Stored data =>
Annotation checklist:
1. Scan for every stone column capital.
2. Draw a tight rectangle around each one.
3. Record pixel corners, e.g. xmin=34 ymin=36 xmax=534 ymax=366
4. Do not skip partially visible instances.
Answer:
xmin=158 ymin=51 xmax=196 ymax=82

Work to do => List every line in the entries above that contains the string "ymin", treating uppercase and lowercase letters as distinct.

Written reply =>
3. Record pixel corners, e.g. xmin=34 ymin=36 xmax=534 ymax=366
xmin=158 ymin=51 xmax=196 ymax=82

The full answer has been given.